PROBLEM TO WORK ON - Convert every line of the entries below into a JSON list of strings, with one string per line and no blank lines.

AVAILABLE DATA -
..........

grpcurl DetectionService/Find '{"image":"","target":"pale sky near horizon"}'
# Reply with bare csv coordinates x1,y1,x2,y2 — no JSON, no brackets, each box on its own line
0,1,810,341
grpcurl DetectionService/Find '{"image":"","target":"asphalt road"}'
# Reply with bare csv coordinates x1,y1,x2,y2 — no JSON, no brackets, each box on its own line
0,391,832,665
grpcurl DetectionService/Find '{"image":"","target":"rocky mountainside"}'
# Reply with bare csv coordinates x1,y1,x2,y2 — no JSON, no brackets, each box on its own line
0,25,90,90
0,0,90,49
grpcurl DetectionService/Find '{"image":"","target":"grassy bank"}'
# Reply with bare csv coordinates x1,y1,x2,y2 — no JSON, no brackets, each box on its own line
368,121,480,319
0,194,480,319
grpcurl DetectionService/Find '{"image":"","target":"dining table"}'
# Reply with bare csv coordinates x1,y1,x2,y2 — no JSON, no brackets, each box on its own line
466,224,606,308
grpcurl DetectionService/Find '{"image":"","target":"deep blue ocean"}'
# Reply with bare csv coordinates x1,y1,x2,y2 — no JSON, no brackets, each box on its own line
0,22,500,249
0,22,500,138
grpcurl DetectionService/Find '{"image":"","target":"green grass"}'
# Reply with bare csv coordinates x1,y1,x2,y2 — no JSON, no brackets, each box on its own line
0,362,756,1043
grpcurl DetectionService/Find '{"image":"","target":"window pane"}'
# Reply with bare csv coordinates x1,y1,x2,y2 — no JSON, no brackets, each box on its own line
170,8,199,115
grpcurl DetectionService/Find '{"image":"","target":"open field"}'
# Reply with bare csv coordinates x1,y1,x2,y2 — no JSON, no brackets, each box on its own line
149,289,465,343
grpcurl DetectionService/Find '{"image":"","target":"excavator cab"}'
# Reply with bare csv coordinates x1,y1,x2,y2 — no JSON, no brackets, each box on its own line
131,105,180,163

..........

RESULT FOR THIS EXERCISE -
[
  "grpcurl DetectionService/Find '{\"image\":\"\",\"target\":\"pale sky near horizon\"}'",
  "# Reply with bare csv coordinates x1,y1,x2,y2 — no JSON, no brackets, each box on its own line",
  "0,1,810,341",
  "grpcurl DetectionService/Find '{\"image\":\"\",\"target\":\"asphalt road\"}'",
  "# Reply with bare csv coordinates x1,y1,x2,y2 — no JSON, no brackets, each box on its own line",
  "0,391,832,665",
  "grpcurl DetectionService/Find '{\"image\":\"\",\"target\":\"rocky mountainside\"}'",
  "# Reply with bare csv coordinates x1,y1,x2,y2 — no JSON, no brackets, each box on its own line",
  "0,25,90,90",
  "0,0,90,49",
  "grpcurl DetectionService/Find '{\"image\":\"\",\"target\":\"grassy bank\"}'",
  "# Reply with bare csv coordinates x1,y1,x2,y2 — no JSON, no brackets, each box on its own line",
  "368,121,480,319",
  "0,194,480,319",
  "grpcurl DetectionService/Find '{\"image\":\"\",\"target\":\"dining table\"}'",
  "# Reply with bare csv coordinates x1,y1,x2,y2 — no JSON, no brackets, each box on its own line",
  "466,224,606,308",
  "grpcurl DetectionService/Find '{\"image\":\"\",\"target\":\"deep blue ocean\"}'",
  "# Reply with bare csv coordinates x1,y1,x2,y2 — no JSON, no brackets, each box on its own line",
  "0,22,500,249",
  "0,22,500,138",
  "grpcurl DetectionService/Find '{\"image\":\"\",\"target\":\"green grass\"}'",
  "# Reply with bare csv coordinates x1,y1,x2,y2 — no JSON, no brackets, each box on its own line",
  "0,362,756,1043",
  "grpcurl DetectionService/Find '{\"image\":\"\",\"target\":\"window pane\"}'",
  "# Reply with bare csv coordinates x1,y1,x2,y2 — no JSON, no brackets, each box on its own line",
  "170,8,199,115",
  "grpcurl DetectionService/Find '{\"image\":\"\",\"target\":\"open field\"}'",
  "# Reply with bare csv coordinates x1,y1,x2,y2 — no JSON, no brackets, each box on its own line",
  "149,289,465,343",
  "grpcurl DetectionService/Find '{\"image\":\"\",\"target\":\"excavator cab\"}'",
  "# Reply with bare csv coordinates x1,y1,x2,y2 — no JSON, no brackets, each box on its own line",
  "131,105,180,163"
]